**Task statement**.
Reproduce the data below from its beginning through the line containing "box: [445, 0, 452, 16]", including both ends. Leave out the pictures.

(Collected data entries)
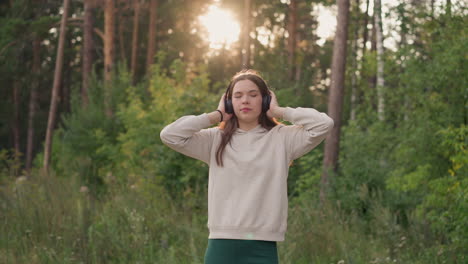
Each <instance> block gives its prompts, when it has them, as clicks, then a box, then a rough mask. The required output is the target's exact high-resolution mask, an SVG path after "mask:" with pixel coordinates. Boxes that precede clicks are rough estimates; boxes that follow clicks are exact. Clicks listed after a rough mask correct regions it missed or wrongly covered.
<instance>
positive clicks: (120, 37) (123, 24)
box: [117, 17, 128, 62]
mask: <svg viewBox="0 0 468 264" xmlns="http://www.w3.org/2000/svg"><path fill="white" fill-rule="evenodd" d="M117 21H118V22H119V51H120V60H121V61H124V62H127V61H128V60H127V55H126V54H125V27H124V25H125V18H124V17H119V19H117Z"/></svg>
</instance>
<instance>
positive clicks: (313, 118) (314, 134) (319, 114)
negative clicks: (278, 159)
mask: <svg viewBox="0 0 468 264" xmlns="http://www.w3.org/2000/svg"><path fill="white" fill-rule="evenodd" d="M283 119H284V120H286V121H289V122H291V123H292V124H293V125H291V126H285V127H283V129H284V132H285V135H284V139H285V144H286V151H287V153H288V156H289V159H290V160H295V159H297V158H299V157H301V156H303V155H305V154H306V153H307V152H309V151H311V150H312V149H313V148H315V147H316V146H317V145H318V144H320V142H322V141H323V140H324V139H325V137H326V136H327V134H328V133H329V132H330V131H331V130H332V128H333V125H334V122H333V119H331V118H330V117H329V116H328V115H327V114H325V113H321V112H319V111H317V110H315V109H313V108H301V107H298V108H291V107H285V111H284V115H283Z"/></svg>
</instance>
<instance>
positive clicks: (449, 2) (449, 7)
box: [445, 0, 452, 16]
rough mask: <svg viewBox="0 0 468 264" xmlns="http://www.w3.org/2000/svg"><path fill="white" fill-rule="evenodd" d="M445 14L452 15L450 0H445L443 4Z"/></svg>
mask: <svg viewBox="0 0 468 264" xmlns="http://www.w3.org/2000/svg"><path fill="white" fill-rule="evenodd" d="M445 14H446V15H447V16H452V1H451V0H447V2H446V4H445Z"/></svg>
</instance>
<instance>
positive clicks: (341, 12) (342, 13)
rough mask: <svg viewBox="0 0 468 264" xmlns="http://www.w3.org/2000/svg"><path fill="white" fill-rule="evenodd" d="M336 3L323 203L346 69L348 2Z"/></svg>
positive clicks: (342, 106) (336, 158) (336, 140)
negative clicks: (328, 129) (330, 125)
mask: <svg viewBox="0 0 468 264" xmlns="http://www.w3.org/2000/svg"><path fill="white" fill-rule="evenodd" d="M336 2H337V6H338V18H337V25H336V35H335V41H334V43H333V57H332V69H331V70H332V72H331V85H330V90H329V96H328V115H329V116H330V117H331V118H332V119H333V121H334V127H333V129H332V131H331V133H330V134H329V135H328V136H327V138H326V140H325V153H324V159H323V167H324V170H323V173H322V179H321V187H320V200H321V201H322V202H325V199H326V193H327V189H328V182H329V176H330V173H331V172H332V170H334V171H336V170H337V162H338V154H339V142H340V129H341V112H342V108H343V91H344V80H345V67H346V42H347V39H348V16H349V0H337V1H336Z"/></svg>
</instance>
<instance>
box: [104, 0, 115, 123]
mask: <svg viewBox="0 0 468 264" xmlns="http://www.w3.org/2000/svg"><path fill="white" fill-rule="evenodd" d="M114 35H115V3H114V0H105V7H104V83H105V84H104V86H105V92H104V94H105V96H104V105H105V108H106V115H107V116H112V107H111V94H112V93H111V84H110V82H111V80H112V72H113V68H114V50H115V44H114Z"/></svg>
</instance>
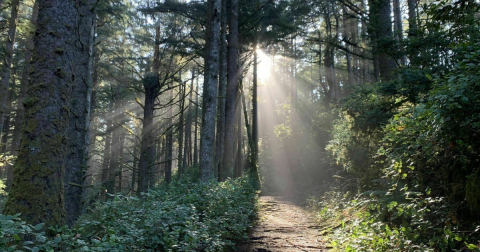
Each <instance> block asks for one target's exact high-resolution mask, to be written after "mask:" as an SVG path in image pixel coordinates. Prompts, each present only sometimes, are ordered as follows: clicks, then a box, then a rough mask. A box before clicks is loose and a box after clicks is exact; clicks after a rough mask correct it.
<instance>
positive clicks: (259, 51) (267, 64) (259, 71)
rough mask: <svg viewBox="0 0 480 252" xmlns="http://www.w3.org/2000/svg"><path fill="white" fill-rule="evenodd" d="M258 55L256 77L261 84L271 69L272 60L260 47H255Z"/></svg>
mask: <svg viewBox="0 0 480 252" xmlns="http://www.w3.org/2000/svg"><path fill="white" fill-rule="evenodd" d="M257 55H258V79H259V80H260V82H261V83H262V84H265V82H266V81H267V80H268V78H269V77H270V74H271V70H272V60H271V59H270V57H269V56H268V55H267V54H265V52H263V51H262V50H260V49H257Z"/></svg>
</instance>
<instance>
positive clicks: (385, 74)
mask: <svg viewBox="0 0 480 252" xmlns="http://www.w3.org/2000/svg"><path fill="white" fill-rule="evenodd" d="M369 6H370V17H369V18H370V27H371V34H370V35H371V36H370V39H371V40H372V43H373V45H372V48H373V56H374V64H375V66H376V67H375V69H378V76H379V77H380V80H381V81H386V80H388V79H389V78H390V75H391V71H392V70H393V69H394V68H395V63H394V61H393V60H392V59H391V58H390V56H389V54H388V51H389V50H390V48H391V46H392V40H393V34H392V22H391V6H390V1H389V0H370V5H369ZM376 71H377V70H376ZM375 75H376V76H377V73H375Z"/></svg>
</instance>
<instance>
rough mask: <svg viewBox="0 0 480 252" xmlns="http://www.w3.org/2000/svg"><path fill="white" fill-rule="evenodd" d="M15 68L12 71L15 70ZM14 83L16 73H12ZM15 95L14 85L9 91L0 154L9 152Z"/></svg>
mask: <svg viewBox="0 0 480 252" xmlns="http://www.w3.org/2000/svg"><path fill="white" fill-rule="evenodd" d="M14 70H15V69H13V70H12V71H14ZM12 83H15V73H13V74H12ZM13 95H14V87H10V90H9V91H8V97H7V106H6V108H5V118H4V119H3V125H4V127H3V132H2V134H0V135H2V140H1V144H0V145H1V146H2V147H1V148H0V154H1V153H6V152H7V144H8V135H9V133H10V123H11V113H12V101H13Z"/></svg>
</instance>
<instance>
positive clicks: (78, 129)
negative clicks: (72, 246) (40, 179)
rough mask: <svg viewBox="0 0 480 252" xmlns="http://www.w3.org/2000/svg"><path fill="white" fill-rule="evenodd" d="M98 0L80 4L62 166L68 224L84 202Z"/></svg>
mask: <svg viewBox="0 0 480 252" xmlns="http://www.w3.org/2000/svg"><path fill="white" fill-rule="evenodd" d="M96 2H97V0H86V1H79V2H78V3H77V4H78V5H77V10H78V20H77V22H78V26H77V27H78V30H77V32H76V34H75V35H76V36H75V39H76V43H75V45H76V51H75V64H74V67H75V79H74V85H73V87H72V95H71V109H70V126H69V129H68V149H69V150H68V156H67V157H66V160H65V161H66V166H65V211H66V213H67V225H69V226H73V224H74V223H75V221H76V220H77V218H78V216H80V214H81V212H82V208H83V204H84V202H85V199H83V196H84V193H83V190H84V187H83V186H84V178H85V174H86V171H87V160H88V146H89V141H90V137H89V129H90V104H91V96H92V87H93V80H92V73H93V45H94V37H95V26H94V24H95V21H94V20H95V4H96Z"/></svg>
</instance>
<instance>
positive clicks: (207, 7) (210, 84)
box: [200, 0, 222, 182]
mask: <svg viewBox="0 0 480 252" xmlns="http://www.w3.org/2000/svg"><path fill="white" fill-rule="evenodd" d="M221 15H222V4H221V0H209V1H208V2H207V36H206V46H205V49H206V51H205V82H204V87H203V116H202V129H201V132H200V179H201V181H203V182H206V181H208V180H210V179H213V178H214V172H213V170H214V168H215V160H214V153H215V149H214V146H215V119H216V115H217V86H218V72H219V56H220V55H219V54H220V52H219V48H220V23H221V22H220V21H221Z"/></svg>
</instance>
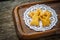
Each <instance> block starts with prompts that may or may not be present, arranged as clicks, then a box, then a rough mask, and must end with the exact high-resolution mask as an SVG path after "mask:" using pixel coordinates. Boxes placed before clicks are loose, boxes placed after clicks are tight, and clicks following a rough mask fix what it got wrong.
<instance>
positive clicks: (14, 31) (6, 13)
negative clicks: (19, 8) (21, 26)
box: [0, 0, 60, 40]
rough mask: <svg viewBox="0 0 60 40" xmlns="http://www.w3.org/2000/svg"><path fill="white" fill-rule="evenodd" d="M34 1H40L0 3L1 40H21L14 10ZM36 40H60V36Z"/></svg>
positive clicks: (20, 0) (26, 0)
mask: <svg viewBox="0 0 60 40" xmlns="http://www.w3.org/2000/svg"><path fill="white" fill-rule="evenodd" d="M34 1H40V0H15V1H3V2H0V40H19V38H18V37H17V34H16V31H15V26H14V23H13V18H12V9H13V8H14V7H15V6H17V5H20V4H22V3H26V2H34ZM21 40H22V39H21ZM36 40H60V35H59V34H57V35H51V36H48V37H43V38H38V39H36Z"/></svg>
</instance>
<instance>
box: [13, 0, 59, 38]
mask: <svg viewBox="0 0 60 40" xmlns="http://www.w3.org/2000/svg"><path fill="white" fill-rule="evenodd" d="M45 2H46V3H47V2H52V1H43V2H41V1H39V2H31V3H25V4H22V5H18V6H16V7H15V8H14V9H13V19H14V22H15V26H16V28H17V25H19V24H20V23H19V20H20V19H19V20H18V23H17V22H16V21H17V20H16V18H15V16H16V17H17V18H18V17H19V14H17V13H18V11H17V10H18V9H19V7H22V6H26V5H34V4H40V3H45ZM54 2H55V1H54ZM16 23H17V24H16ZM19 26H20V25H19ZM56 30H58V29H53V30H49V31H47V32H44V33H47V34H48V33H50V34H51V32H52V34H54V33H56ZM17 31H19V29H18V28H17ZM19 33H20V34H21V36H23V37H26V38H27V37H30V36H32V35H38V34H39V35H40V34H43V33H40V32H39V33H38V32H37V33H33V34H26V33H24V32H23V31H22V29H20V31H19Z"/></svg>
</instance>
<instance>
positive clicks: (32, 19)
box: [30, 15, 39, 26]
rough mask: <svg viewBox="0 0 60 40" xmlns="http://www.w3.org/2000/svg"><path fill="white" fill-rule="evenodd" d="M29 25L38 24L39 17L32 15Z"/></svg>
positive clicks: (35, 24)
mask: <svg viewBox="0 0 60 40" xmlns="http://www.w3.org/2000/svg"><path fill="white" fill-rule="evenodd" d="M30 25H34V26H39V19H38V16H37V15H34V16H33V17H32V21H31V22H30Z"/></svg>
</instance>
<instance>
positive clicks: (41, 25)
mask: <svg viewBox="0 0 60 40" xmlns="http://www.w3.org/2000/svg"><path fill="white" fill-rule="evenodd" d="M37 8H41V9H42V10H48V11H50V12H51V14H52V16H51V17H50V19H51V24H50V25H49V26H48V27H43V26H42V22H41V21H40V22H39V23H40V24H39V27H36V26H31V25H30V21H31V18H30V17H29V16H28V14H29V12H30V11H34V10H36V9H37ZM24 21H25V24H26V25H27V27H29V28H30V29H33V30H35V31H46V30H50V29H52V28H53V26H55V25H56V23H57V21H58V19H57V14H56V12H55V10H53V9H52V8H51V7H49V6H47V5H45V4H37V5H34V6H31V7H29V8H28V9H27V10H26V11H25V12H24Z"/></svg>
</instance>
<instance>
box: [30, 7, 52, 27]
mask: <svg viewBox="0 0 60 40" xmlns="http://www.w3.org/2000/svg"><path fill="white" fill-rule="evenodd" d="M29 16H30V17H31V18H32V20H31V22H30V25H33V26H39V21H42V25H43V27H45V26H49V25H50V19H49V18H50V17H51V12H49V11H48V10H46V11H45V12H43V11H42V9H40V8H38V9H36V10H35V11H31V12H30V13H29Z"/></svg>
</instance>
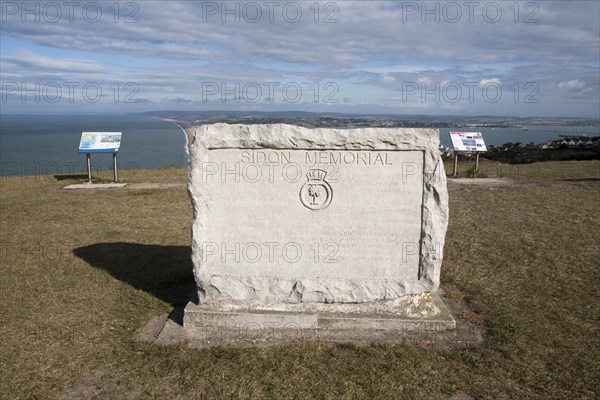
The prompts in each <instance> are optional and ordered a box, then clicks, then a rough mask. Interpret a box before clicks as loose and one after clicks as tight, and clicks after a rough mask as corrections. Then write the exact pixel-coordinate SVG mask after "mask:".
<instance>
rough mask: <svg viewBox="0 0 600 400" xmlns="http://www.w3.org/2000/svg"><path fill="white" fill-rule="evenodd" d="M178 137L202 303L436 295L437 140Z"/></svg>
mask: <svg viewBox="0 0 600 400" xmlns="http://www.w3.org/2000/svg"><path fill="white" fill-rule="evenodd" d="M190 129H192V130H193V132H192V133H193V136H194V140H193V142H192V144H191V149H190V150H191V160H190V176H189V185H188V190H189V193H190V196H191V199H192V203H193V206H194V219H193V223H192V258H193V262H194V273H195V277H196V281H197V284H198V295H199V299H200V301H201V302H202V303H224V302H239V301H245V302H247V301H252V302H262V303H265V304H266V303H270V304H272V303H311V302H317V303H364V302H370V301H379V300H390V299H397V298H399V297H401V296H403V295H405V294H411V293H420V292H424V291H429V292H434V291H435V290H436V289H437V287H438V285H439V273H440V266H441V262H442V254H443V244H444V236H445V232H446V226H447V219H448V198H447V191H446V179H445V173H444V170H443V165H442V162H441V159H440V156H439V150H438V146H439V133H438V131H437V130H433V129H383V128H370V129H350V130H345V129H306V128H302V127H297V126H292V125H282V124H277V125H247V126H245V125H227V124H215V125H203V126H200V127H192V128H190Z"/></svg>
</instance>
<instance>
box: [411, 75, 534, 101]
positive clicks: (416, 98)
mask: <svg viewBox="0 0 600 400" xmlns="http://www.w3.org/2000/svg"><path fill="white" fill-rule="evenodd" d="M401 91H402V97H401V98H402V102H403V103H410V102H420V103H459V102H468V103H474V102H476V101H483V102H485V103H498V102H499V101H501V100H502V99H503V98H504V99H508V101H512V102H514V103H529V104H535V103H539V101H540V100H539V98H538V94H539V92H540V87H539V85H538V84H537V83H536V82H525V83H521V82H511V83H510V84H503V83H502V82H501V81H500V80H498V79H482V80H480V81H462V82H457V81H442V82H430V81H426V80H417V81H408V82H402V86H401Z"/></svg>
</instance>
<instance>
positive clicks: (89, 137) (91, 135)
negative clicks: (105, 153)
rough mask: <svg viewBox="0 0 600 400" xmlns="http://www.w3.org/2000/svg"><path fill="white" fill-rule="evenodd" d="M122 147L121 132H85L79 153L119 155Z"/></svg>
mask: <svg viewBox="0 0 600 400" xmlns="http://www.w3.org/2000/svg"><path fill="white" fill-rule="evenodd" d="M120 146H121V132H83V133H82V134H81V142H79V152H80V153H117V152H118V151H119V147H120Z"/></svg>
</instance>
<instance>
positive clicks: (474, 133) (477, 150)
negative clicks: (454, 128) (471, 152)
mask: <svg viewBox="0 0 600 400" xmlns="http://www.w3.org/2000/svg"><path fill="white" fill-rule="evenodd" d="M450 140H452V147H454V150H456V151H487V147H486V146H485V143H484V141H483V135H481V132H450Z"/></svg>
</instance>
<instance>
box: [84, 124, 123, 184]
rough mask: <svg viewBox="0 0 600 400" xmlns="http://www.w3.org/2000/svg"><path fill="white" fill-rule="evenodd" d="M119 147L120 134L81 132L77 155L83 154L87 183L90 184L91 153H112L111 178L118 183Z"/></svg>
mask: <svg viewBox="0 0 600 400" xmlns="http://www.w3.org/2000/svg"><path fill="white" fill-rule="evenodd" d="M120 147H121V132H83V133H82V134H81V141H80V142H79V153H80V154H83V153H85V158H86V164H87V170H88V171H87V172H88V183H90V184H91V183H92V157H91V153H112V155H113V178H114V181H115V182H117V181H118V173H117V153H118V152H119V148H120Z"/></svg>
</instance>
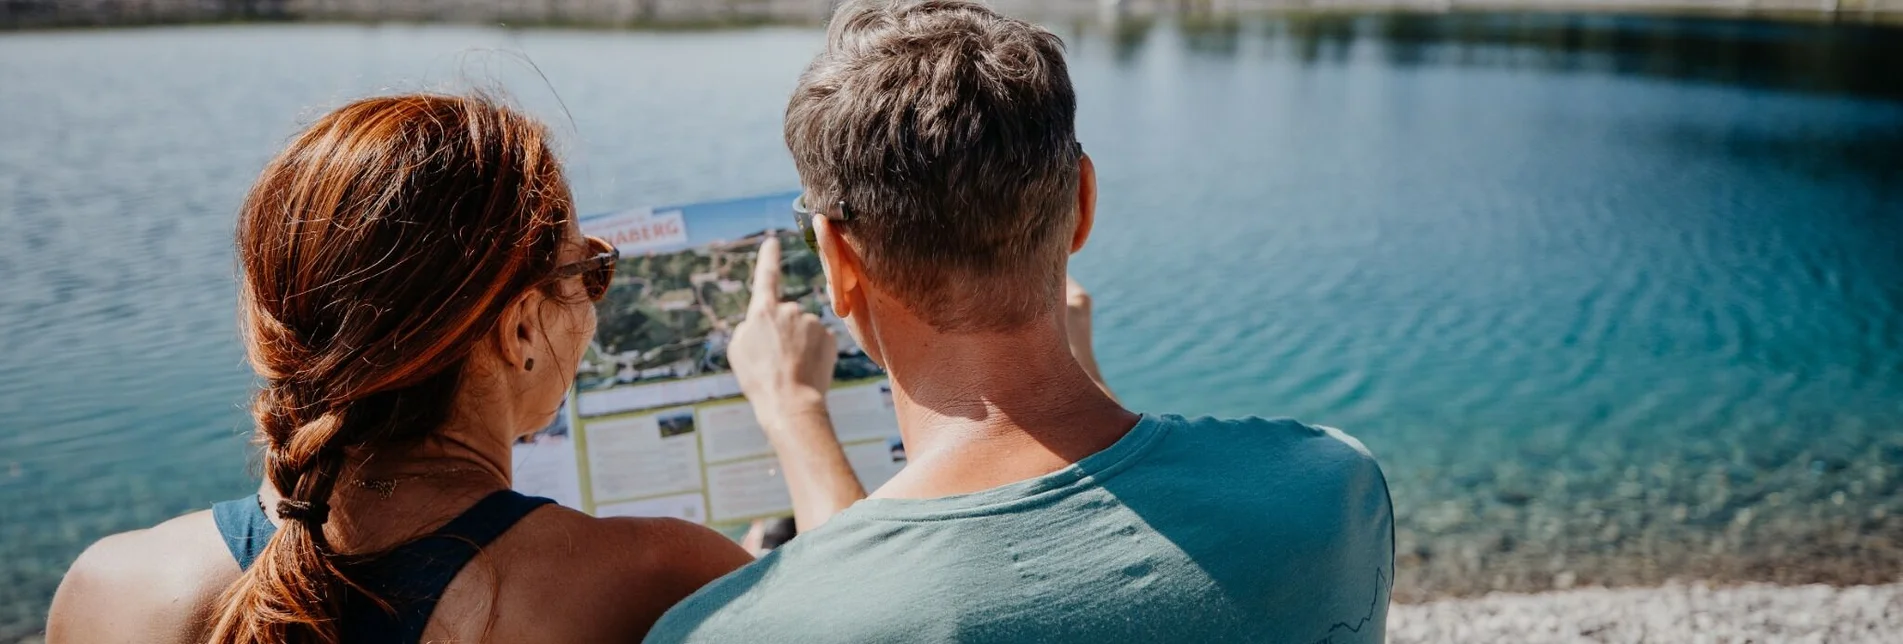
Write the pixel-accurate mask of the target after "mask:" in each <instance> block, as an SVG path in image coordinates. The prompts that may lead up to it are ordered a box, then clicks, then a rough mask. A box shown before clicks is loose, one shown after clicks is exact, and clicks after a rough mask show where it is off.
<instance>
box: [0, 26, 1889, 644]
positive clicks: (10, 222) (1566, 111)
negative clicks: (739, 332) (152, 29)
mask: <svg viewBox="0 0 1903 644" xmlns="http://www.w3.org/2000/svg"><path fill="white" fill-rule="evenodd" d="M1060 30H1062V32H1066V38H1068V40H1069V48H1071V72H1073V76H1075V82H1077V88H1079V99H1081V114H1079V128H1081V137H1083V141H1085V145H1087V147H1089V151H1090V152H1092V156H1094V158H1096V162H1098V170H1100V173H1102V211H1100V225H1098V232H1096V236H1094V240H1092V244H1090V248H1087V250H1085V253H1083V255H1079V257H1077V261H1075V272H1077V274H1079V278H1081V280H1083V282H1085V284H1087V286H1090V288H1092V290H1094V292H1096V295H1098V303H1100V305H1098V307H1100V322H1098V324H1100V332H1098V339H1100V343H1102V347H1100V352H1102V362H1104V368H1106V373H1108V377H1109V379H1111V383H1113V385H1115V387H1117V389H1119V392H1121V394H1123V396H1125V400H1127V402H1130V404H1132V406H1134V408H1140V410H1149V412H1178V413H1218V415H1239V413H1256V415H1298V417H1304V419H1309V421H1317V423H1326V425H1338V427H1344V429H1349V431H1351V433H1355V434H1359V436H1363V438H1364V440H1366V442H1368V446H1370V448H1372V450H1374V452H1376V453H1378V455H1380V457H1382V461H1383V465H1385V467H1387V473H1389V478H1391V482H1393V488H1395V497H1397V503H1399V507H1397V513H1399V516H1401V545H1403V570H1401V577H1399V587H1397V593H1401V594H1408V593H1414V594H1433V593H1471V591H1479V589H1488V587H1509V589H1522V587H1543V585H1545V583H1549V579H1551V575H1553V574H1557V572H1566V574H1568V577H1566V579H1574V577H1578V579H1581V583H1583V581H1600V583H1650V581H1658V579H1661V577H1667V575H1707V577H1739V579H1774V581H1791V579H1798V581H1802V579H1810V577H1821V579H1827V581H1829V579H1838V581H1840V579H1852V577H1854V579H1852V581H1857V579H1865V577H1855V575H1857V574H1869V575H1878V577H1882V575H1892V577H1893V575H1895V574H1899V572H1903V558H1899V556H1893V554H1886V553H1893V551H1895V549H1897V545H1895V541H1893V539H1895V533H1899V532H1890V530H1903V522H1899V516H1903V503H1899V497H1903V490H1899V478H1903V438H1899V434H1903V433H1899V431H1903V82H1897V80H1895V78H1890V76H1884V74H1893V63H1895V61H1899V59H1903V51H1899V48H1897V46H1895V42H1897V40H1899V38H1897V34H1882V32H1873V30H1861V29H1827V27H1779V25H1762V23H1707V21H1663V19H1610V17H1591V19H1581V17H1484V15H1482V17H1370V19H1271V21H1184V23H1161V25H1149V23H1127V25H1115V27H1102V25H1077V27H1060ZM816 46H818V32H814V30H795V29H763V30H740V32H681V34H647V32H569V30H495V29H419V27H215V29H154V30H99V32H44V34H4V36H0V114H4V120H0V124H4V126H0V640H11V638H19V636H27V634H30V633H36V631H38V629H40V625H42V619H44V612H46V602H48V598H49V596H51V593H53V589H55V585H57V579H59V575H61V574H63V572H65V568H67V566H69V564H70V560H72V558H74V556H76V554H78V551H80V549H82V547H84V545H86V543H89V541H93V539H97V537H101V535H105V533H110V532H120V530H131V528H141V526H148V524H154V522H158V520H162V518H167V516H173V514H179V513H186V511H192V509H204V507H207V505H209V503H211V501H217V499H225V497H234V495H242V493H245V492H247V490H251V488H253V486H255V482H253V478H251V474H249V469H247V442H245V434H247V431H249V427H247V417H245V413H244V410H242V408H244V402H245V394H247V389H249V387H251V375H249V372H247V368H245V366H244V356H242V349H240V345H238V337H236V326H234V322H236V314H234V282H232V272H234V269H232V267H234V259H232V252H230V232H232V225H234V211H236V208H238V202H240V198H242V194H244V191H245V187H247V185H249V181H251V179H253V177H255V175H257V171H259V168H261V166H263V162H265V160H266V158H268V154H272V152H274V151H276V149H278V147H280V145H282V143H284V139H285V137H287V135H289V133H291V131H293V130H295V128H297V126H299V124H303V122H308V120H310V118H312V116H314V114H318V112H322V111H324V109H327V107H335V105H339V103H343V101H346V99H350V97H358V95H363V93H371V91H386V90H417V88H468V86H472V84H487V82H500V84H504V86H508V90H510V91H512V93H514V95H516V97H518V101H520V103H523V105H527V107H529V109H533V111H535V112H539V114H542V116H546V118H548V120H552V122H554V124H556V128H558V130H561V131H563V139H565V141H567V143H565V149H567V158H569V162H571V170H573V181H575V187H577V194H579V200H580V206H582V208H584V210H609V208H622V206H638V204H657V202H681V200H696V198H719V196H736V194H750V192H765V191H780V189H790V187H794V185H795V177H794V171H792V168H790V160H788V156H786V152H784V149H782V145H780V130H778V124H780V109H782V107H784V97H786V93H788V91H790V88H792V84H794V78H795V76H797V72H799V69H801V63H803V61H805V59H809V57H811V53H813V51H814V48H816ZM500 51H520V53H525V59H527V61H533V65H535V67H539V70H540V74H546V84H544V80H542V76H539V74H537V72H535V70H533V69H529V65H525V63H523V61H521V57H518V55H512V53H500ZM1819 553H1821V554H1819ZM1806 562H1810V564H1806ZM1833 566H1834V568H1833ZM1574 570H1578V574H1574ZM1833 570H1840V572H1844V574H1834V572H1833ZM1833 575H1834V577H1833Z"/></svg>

**Answer for the task**.
Each <instance> block gives its prompts, when it has them, as clicks, then a box, then a rough mask. The required output is the target's exact high-resolution mask, an SVG path after "mask:" with pixel coordinates. Boxes that precede clicks are rough estimates; boxes that follow clicks are exact. Clicks listed after a rough mask correct regions it missed or wrongly covered.
<instance>
positive clicks: (120, 37) (123, 24)
box: [117, 17, 128, 62]
mask: <svg viewBox="0 0 468 264" xmlns="http://www.w3.org/2000/svg"><path fill="white" fill-rule="evenodd" d="M117 21H118V22H119V51H120V60H121V61H124V62H127V61H128V60H127V55H126V54H125V27H124V25H125V18H124V17H119V19H117Z"/></svg>
</instance>
<instance>
positive clicks: (313, 118) (314, 134) (319, 114)
negative clicks: (278, 159)
mask: <svg viewBox="0 0 468 264" xmlns="http://www.w3.org/2000/svg"><path fill="white" fill-rule="evenodd" d="M283 119H284V120H286V121H289V122H291V123H292V124H293V125H291V126H285V127H283V129H284V132H285V135H284V139H285V144H286V151H287V153H288V156H289V159H290V160H295V159H297V158H299V157H301V156H303V155H305V154H306V153H307V152H309V151H311V150H312V149H313V148H315V147H316V146H317V145H318V144H320V142H322V141H323V140H324V139H325V137H326V136H327V134H328V133H329V132H330V131H331V130H332V128H333V125H334V122H333V119H331V118H330V117H329V116H328V115H327V114H325V113H321V112H319V111H317V110H315V109H313V108H301V107H298V108H291V107H285V111H284V115H283Z"/></svg>
</instance>
<instance>
positive clicks: (449, 2) (449, 7)
box: [445, 0, 452, 16]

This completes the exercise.